> _SOURCE EXCERPT_:
◇ ◇ ◇ ◇

Page 1 of 2
extracting biggest square from a rotated image
Posted: 2018-08-12T06:43:26-07:00
by manit
hi ,
Suppose I have a black canvas of 512x512 size
convert -size 512x512 canvas:black black.png
Now I rotated it to get another images
convert black.png -rotate 30 black-rotated-30degree.png
Now my aim is to cut out biggest black square from this rotated image .
How can I do that ?
It tried to take image center and cut square around it but am not sure what should be the size of biggest black square or whether it is correct way ?
Images are not being shown in the post
Please see .
http://ibb.co/cLsbo9
http://ibb.co/nmkJ1U
http://ibb.co/b2tMMU
Re: extracting biggest square from a rotated image
Posted: 2018-08-12T07:42:03-07:00
by snibgo
manit wrote:...but am not sure what should be the size of biggest black square...
My high-school geometry says that:
W' = W / (sin(A) + cos(A))
where W is the width and height of the unrotated square, W' is the width and height of the new square contained inside, and A is the angle of rotation.
Re: extracting biggest square from a rotated image
Posted: 2018-08-12T08:23:51-07:00
by GeeMack
manit wrote: ↑2018-08-12T06:43:26-07:00Now my aim is to cut out biggest black square from this rotated image . How can I do that ?
Using IM 6.8.9 from a bash shell I can cut out the largest square from a larger rotated square with a command like this...

◇ ◇ ◇ ◇

> _RECORD EXCERPTS_:
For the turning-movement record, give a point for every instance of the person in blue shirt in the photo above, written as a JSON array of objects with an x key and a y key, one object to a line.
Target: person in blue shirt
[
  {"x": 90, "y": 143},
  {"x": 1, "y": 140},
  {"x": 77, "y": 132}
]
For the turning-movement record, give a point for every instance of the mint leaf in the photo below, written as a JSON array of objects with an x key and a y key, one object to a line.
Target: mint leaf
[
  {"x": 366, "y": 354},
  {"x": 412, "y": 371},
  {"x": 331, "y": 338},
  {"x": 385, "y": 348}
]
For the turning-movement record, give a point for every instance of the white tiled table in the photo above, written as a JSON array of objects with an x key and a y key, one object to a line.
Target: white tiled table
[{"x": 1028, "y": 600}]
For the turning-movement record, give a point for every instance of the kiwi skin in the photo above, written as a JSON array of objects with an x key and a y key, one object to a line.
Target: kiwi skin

◇ ◇ ◇ ◇

> _REQUIRED ACTIONS_:
1) Return everything from "where W is the" down to "command like this..." in the thread on cutting the largest square from a rotated image, copied word for word.
2) Resume the thread on cutting the largest square from a rotated image, starting right after its final line.

> _ANSWERS_:
1)
where W is the width and height of the unrotated square, W' is the width and height of the new square contained inside, and A is the angle of rotation.
Re: extracting biggest square from a rotated image
Posted: 2018-08-12T08:23:51-07:00
by GeeMack
manit wrote: ↑2018-08-12T06:43:26-07:00Now my aim is to cut out biggest black square from this rotated image . How can I do that ?
Using IM 6.8.9 from a bash shell I can cut out the largest square from a larger rotated square with a command like this...

2)
Code: Select all
squ=853
deg=33
convert -size ${squ}x${squ} xc:green -rotate ${deg} \
-set option:leg "%[fx:${squ}/(cos(${deg}*(pi/180))+sin(${deg}*(pi/180)))]" \
-set option:distort:viewport "%[leg]x%[leg]" \
\( -clone 0 -distort srt 0 \) -gravity center +swap -composite output.png
Set the variables "squ" and "deg" to the width of the original square and the number of degrees of rotation. The output image should be the largest possible square without going outside the bounds of the rotated input image.
Re: extracting biggest square from a rotated image
Posted: 2018-08-12T10:27:12-07:00
by fmw42
I have a bash unix Imagemagick script called autotrim that will do an inner trim. See my link below. No guarantees that it is optimal.
I ran it on your image to do the crop and to show where the crop occurred.
Code: Select all
autotrim -m inner -f 1 -C white -p save black_rotated_30.png black_rotated_30_innercrop.png
Crop Box: 374x374+164+164
See also
https://stackoverflow.com/questions/167 ... 7#16778797
There is also a magick.NET version of this for Windows users. See
https://github.com/dlemstra/FredsImageMagickScripts.NET
Re: extracting biggest square from a rotated image
Posted: 2018-08-15T06:39:09-07:00
by manit
sorry , did not have internet access so could not reply earlier.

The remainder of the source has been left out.